» GIVEN EXERCISE:
Tally how many lines in the records below contain the word "building". Reply with the number alone.

» RECORDS PROVIDED:
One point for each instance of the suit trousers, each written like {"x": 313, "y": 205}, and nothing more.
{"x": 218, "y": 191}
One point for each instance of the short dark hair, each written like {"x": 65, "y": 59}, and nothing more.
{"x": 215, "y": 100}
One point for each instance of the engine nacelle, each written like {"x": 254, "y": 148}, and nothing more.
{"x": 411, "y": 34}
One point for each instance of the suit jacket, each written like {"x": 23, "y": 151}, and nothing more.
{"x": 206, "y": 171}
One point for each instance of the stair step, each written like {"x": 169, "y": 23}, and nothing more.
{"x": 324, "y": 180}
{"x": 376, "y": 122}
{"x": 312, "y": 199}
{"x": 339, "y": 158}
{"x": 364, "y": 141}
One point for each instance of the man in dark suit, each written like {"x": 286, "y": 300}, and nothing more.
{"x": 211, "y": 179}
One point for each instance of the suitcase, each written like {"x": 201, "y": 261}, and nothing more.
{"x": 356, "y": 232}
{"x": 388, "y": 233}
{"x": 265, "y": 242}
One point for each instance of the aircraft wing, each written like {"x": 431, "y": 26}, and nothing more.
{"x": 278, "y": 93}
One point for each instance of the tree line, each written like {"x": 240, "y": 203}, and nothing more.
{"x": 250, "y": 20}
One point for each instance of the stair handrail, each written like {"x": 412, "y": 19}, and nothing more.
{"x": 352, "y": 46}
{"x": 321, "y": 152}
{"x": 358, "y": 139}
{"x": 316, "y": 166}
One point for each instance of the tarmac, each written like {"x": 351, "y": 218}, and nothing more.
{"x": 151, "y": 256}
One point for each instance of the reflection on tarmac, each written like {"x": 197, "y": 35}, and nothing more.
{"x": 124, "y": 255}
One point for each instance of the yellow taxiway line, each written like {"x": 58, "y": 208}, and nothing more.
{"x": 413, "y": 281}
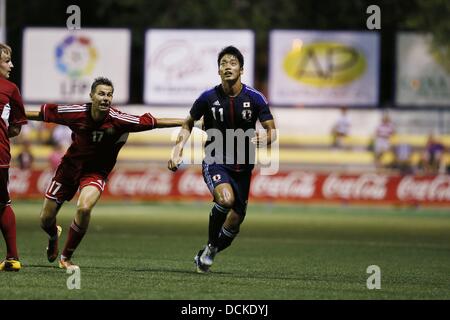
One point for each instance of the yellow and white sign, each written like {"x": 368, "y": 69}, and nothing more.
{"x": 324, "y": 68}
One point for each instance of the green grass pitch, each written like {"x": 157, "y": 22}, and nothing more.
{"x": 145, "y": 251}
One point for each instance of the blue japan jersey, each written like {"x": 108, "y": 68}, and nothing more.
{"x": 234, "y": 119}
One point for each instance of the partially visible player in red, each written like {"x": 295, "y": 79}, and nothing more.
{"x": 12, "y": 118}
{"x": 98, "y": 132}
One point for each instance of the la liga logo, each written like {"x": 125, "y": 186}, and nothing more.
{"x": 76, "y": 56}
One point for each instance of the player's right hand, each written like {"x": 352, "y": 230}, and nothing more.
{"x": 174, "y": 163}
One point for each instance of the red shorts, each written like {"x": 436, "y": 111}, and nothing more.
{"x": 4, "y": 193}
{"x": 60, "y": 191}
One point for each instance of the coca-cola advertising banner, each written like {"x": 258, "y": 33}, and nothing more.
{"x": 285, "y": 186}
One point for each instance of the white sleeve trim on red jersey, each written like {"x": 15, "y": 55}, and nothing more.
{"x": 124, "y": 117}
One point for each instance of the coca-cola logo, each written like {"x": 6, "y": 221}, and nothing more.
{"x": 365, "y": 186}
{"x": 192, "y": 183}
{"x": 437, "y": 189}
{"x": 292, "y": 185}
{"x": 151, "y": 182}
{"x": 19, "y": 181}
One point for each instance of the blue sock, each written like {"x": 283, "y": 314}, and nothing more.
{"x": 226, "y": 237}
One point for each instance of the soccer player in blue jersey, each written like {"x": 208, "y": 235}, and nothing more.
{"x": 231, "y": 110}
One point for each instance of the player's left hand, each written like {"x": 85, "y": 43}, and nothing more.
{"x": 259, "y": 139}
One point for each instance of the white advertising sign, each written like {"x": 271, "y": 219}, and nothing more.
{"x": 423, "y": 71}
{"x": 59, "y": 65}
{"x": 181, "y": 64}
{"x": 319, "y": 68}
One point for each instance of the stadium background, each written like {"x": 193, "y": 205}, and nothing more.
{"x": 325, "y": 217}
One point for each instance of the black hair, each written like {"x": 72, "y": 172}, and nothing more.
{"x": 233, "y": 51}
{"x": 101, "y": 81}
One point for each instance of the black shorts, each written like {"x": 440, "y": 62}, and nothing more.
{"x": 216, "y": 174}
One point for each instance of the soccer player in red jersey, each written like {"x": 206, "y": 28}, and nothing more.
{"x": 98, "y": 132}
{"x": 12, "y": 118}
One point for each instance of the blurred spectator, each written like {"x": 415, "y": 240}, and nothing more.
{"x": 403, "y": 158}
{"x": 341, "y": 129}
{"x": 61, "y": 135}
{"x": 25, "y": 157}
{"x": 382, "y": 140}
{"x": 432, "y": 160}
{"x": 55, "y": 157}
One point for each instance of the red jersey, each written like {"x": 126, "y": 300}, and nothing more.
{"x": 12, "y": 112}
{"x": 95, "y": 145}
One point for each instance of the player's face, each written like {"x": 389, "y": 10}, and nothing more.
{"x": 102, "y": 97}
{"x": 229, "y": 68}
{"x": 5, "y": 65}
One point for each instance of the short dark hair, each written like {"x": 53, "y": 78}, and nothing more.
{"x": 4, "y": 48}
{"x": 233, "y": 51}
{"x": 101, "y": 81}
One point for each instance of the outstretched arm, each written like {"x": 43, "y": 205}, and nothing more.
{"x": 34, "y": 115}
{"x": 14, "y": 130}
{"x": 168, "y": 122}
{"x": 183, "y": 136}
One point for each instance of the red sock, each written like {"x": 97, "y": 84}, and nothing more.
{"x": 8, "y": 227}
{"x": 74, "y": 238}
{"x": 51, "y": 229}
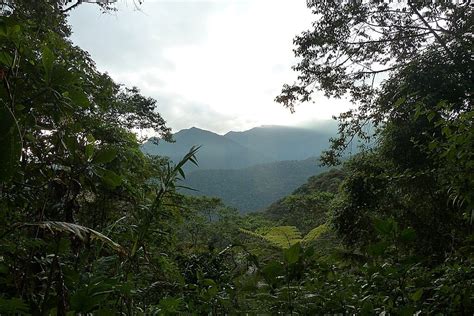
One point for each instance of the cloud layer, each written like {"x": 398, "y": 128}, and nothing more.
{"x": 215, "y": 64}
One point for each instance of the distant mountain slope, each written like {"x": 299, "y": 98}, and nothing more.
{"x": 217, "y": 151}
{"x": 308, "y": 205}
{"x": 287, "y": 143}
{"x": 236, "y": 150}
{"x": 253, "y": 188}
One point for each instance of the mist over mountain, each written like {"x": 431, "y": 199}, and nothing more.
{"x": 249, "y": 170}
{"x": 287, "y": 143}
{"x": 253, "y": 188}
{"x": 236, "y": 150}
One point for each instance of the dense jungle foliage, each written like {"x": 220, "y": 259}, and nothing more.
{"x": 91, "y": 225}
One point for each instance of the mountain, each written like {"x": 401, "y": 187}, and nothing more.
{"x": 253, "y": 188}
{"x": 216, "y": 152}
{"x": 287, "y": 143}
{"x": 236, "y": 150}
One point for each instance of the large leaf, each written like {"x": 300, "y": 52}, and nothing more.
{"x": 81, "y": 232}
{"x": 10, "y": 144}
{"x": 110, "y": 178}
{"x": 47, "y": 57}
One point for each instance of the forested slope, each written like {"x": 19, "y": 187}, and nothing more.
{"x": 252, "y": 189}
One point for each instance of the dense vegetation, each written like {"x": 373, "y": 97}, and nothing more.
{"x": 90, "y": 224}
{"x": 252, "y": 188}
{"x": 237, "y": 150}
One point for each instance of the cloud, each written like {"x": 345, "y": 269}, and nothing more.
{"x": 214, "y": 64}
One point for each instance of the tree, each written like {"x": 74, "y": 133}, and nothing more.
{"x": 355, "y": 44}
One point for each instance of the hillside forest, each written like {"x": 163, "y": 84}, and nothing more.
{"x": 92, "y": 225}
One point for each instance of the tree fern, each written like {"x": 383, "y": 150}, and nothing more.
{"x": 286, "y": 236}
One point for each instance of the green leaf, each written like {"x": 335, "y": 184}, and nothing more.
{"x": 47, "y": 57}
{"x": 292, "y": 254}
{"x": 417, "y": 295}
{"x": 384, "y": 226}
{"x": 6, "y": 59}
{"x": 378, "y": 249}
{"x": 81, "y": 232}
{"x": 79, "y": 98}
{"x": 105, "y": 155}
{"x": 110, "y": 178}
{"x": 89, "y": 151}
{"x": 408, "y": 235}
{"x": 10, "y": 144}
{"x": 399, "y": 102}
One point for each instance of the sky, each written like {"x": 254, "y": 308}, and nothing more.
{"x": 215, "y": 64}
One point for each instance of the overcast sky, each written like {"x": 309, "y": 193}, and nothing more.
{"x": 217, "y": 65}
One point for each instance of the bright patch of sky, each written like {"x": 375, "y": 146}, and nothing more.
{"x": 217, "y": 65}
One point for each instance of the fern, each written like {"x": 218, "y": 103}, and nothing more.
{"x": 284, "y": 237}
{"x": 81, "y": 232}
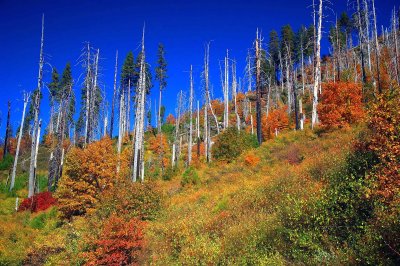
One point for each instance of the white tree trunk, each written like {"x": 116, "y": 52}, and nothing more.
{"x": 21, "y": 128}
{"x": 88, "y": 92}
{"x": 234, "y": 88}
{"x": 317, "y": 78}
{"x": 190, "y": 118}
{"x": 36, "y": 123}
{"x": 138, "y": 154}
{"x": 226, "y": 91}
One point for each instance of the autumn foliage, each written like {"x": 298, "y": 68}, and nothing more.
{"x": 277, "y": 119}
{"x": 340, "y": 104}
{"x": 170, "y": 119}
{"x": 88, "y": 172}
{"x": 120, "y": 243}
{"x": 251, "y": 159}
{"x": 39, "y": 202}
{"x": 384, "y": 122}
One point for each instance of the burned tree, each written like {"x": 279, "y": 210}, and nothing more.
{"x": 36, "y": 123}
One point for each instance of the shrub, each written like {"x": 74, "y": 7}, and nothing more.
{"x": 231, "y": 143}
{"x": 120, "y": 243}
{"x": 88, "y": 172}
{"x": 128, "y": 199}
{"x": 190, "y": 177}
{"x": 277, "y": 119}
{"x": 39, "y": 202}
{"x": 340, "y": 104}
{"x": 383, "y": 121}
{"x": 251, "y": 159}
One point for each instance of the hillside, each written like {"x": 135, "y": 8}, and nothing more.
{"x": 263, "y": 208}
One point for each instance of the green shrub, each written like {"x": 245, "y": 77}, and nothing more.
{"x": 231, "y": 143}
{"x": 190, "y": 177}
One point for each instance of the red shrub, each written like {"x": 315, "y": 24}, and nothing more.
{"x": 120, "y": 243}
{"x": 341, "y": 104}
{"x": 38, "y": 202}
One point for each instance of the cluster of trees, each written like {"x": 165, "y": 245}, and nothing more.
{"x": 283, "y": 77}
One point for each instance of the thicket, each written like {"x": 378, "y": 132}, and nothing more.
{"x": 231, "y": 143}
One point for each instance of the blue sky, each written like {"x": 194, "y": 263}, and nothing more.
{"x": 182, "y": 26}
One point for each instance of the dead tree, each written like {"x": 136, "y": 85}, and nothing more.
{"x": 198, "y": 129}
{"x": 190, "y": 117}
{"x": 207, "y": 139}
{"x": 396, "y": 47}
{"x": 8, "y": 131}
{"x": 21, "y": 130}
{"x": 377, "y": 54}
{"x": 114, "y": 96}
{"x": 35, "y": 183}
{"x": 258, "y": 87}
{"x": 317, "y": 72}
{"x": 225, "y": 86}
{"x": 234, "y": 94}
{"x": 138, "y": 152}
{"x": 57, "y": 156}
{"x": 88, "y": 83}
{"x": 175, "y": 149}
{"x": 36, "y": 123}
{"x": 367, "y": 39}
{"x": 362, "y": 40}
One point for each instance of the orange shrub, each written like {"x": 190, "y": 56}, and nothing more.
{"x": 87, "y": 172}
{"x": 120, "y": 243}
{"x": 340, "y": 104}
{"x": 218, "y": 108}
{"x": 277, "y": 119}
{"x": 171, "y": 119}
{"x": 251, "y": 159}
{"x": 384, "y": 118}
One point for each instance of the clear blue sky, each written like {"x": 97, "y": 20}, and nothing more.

* * *

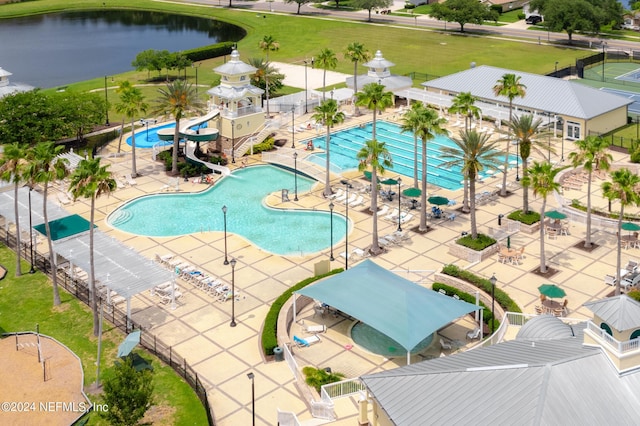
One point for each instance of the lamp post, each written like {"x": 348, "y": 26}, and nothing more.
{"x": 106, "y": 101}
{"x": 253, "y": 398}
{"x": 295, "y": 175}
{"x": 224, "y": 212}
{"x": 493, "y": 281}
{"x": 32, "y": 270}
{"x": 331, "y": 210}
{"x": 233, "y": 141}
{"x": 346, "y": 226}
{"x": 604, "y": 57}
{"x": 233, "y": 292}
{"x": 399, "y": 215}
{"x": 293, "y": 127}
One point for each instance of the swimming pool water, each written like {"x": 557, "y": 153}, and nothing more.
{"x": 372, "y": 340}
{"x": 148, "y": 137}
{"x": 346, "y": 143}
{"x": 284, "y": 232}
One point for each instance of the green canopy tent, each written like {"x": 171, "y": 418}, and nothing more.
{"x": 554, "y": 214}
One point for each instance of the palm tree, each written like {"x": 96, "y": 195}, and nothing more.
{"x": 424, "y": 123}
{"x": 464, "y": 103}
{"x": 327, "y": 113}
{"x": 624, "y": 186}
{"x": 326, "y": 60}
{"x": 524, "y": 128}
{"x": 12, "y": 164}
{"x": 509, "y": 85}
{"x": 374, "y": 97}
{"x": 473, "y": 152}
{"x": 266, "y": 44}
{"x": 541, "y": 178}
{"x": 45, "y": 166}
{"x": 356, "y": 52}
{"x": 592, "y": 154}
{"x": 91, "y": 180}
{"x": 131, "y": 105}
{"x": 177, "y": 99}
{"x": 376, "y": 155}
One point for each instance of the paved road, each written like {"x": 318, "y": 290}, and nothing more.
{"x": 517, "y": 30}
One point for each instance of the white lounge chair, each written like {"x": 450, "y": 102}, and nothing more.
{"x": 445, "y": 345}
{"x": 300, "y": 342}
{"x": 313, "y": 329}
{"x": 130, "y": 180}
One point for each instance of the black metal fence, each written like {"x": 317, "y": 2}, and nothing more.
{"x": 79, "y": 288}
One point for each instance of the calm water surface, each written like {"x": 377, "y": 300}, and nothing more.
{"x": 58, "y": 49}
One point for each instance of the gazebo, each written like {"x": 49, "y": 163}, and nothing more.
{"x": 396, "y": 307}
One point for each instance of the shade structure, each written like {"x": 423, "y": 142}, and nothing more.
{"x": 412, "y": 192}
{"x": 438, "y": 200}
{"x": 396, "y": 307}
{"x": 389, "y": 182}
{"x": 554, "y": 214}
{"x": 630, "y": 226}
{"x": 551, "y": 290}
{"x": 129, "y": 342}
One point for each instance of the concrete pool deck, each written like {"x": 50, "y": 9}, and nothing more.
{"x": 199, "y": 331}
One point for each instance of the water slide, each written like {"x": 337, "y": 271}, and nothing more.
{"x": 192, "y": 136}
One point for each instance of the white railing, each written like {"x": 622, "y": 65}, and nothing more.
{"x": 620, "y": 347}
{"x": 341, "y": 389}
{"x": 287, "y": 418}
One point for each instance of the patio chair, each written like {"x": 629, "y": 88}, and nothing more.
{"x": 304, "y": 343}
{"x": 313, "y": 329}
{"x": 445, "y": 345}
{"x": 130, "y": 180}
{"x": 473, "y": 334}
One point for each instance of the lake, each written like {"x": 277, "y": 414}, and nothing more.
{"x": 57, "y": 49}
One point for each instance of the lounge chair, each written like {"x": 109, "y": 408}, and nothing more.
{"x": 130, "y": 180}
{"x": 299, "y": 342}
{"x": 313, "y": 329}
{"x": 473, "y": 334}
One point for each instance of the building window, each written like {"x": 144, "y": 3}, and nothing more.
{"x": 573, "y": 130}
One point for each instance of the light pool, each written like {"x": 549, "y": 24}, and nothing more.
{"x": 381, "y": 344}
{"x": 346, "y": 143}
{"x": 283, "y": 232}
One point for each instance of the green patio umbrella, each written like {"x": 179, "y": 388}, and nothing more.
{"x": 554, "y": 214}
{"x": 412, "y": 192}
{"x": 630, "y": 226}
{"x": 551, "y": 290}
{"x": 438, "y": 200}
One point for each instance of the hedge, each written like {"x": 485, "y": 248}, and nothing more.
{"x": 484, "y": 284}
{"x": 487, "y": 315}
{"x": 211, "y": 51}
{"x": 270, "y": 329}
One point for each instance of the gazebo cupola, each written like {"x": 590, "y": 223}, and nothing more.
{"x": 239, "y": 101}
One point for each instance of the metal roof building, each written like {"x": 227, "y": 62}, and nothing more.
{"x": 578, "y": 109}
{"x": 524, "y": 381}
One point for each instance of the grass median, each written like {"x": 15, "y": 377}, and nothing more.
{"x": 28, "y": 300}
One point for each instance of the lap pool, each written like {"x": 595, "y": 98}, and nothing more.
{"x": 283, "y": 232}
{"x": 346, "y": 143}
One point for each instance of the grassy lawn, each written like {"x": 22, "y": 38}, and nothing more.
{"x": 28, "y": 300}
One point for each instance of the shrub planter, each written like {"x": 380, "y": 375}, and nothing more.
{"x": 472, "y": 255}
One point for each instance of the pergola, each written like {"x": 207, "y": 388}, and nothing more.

» FINISHED TASK:
2